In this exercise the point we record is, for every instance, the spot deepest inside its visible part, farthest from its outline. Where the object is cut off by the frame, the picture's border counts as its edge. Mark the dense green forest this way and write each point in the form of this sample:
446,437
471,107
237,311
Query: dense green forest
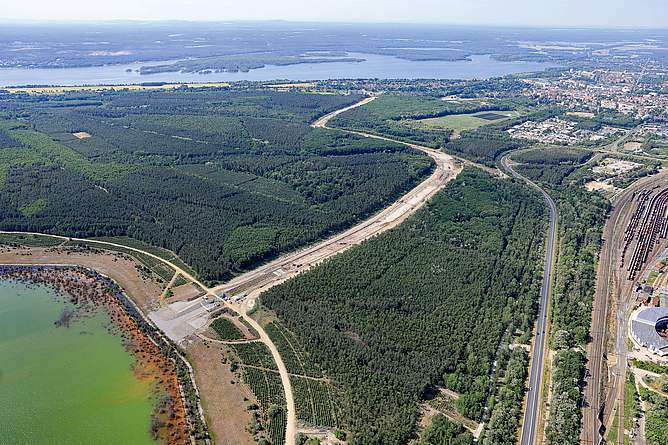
424,304
223,176
507,413
582,215
385,114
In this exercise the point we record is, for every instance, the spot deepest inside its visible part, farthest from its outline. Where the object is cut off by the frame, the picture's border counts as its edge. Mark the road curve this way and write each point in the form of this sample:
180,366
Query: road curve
532,406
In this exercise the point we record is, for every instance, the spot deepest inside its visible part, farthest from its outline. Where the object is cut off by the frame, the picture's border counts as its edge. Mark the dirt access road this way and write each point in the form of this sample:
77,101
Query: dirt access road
287,266
258,280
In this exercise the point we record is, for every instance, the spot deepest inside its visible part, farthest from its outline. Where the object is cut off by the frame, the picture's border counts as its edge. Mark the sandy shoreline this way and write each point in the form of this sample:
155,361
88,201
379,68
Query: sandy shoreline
85,288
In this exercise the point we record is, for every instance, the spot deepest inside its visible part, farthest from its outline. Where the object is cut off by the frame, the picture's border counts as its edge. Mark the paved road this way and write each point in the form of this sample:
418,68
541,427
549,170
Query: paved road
532,407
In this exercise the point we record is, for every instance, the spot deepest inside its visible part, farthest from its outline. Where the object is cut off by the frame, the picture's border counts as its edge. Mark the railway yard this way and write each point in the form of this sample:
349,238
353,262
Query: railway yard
634,240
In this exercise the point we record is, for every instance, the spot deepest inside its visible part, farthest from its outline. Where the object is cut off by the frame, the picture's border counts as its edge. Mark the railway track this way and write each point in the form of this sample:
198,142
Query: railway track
629,218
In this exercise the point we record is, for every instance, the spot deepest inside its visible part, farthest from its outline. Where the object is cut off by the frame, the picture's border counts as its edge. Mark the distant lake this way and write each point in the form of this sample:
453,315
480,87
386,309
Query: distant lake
375,66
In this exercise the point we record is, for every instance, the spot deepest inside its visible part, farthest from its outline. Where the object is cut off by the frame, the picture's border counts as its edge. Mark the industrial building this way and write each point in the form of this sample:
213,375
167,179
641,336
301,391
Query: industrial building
644,329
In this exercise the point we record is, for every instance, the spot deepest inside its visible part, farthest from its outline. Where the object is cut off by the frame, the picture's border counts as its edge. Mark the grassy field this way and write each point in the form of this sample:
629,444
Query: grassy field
459,122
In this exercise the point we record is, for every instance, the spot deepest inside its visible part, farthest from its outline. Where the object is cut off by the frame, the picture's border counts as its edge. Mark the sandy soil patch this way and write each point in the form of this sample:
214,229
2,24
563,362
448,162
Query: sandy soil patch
185,292
223,400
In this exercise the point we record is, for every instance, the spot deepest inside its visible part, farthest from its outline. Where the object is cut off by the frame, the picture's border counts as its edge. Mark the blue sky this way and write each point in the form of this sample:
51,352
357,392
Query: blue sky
566,13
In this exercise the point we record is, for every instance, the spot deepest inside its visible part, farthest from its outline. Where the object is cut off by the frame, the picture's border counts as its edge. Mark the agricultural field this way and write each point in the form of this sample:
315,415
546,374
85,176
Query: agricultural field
220,178
314,402
226,330
255,354
292,353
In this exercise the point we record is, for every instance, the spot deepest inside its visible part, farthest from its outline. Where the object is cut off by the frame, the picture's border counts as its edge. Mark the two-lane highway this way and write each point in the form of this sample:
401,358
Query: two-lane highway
532,407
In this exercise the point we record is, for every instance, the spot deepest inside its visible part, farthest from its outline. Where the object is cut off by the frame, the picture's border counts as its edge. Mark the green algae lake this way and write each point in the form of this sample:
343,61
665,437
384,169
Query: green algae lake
62,384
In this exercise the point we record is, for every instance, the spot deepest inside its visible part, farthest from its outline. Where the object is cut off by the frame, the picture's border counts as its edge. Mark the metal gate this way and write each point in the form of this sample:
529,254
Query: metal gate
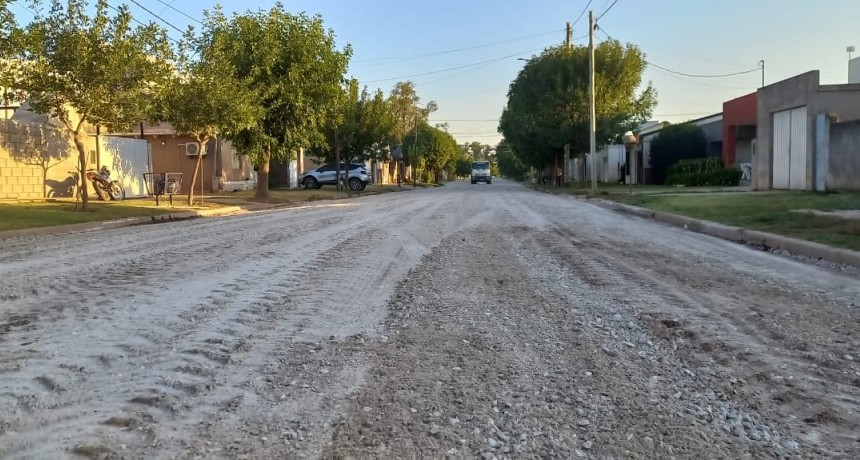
128,159
789,149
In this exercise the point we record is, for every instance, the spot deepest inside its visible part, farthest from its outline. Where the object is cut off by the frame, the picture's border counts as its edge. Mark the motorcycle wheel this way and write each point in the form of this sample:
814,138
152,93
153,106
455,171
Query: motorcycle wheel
101,192
116,191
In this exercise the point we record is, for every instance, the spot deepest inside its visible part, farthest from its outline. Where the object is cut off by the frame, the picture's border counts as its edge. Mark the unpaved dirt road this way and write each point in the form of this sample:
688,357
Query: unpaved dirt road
464,321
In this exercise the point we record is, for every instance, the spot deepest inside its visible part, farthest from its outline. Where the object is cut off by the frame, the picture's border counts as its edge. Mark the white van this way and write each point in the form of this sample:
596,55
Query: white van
481,172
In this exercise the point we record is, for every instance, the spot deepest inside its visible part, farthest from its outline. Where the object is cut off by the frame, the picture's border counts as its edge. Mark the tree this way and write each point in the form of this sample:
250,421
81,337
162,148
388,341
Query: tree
292,63
98,70
548,101
407,113
510,164
478,151
364,124
676,142
430,148
203,98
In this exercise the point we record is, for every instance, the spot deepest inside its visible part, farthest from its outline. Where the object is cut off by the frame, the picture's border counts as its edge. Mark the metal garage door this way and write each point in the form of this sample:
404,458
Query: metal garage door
789,149
797,175
128,159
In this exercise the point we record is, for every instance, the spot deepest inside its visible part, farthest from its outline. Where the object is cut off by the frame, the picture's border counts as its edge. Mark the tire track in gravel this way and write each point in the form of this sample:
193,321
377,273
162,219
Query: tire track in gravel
147,366
498,352
776,343
165,358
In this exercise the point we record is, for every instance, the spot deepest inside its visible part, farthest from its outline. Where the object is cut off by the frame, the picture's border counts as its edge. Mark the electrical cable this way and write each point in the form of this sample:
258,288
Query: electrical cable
449,69
141,23
606,10
582,13
456,50
732,74
157,17
170,5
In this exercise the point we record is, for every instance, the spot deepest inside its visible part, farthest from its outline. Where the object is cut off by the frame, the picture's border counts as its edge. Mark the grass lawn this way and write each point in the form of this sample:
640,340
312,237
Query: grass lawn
15,216
578,188
61,211
765,211
288,196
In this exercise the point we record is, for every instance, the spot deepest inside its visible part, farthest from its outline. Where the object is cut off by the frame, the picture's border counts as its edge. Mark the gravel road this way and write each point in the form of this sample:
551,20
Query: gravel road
462,322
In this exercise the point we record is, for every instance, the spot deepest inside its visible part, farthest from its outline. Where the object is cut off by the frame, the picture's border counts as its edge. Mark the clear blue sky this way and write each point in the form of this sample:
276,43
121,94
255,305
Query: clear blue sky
462,54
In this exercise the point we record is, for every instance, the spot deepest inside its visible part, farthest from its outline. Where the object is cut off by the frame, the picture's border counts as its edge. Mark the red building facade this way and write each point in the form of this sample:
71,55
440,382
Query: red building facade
739,129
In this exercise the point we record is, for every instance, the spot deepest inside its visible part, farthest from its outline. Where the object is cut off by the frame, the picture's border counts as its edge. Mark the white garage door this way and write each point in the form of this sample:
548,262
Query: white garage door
128,160
789,149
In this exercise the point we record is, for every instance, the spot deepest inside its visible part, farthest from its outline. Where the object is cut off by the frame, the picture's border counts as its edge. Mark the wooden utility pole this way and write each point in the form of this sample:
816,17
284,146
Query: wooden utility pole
592,123
568,36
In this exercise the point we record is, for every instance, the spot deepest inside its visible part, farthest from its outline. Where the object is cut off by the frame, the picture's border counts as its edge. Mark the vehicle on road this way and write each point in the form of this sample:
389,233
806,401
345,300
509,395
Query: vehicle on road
481,172
357,180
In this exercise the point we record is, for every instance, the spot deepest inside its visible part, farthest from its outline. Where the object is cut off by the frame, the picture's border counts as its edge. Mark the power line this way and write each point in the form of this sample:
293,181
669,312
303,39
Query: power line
157,17
744,72
455,50
606,10
732,74
169,5
140,23
451,68
582,13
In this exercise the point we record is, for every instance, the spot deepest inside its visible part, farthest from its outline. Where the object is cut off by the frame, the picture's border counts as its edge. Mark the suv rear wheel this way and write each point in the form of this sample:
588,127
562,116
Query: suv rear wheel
311,182
355,184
□ □ □ □ □ □ □
# What is expected
All lines from the one containing "Mark the power" through the final line of the listing above are to be reproduced exactly; include both and add nothing.

# Answer
In this exercise the point we record is, for every instance, the spot deepest inside its visible part, farthest from its outline. Where the object is cut off by the frame, the picture's border counts as its edge. Mark the power line this way and write each point in the form of this sample:
293,181
669,312
303,39
Query: power line
157,17
744,72
455,50
606,10
732,74
169,5
140,23
451,68
582,13
In this exercise the point we record is, for every instance, the spot deepest inside its visible part, farthest from its outline. Where the object is cut off by the frame, the picture's border counts as its edge. Mark the suv rear wheel this way and write each point in the form of this sample:
588,127
562,116
Query: suv rear wheel
311,182
355,184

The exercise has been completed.